* WORK ITEM:
Give back every entry below, exactly as written.

MATERIALS PROVIDED START

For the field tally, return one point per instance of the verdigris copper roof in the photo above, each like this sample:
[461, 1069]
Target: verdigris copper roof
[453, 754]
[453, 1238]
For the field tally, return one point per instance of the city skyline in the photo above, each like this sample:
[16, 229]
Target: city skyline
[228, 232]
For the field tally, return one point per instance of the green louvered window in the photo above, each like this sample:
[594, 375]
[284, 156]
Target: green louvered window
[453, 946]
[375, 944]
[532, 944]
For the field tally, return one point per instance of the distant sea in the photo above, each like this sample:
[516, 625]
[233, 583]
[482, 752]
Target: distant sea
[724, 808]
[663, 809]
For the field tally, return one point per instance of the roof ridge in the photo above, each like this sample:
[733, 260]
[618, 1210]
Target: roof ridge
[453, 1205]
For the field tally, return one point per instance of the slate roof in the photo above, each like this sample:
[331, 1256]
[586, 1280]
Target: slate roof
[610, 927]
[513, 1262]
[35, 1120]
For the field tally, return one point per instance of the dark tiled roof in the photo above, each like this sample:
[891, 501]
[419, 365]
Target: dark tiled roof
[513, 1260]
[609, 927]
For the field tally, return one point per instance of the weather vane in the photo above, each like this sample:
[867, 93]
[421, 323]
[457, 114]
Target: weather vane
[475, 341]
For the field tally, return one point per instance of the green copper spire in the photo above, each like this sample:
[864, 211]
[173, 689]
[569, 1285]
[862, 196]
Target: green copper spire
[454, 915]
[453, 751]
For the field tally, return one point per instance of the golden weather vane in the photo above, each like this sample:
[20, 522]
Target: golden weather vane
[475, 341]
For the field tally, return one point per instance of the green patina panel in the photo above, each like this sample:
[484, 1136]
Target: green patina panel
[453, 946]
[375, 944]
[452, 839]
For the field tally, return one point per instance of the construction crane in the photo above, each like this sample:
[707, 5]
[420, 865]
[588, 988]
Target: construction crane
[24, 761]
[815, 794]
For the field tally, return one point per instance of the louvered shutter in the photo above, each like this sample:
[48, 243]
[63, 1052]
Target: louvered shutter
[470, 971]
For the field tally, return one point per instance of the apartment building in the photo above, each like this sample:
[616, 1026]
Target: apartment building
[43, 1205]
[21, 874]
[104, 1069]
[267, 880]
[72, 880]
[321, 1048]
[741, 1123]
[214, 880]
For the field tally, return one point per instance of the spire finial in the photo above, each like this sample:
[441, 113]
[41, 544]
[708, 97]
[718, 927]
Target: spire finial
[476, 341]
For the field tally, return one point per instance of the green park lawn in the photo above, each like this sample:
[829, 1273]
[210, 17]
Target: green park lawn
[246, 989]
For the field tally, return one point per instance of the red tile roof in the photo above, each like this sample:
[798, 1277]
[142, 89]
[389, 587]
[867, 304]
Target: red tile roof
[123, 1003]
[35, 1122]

MATERIALS PROVIDED END

* FINISHED EXERCISE:
For the field tally, return one point per instance of the verdigris copper roof in the photo above, each like this sample:
[461, 1069]
Target: verdigris copper roof
[453, 754]
[453, 1238]
For the field tally, return one point per instance of the city skyline in the photo above, each like this sample:
[16, 229]
Target: city skyline
[228, 232]
For the field tally, return one point per instance of the green louvered window in the photo above, each like this sample:
[594, 375]
[284, 156]
Target: green louvered window
[453, 946]
[375, 944]
[532, 944]
For the field tally, return one point per instance of the distant sea in the photo above, each like this sample:
[516, 625]
[233, 583]
[482, 752]
Target: distant sea
[724, 808]
[663, 809]
For the field tally, return one point per instance of the roof ridge in the photo above, each like this sample:
[733, 260]
[618, 1210]
Target: roof ridge
[453, 1205]
For the field tally, return one point per instance of the slate roof in the photo above, each like this sample:
[331, 1256]
[586, 1280]
Target: slate roof
[610, 927]
[513, 1262]
[35, 1120]
For the field tally, return one point per instance of the dark tiled roof in the photo above, each like this sample:
[891, 501]
[419, 365]
Target: dark tiled roof
[513, 1260]
[609, 927]
For the field tally, return one point per instance of the weather vane in the photo above, each like this sample:
[867, 93]
[421, 323]
[457, 114]
Target: weather vane
[475, 341]
For the field tally, return one point per instance of the green copper spire in the photo above, each like this sample:
[864, 211]
[173, 689]
[569, 1285]
[862, 196]
Target: green copper spire
[454, 915]
[453, 751]
For the field tally, return one point per instance of the golden weather vane in the photo above, each like this sample:
[20, 522]
Target: golden weather vane
[475, 341]
For the field tally, return one point per instance of the green patina panel in the photo above, each like this sample:
[484, 1136]
Target: green patina panel
[453, 946]
[375, 944]
[452, 839]
For the field tally, return one point per instance of the construction crane in the photo above, each like this sample:
[707, 5]
[420, 865]
[588, 988]
Target: construction crane
[24, 761]
[815, 794]
For the field tally, return one point per instance of the louvered shutter in the photo above, each like this sample:
[48, 243]
[63, 1052]
Target: louvered shutter
[470, 971]
For the field tally, return one point per instance of the apartment building in the photo above, each like this sample:
[616, 1026]
Target: apartment building
[43, 1205]
[21, 874]
[104, 1069]
[267, 880]
[72, 880]
[321, 1048]
[741, 1123]
[214, 880]
For the field tally, return one point per instance of the spire finial in the photo above, each like this sample:
[441, 113]
[41, 544]
[708, 97]
[718, 927]
Target: spire finial
[476, 341]
For the field tally, return one point per instance of the green park lawn in the photo above, each like this sample:
[829, 1273]
[210, 17]
Target: green park lawn
[246, 989]
For the field tally, return one point per instance of the red tile roof in the photo above, each like this sample:
[798, 1277]
[142, 89]
[389, 587]
[867, 304]
Target: red tile roof
[123, 1003]
[35, 1122]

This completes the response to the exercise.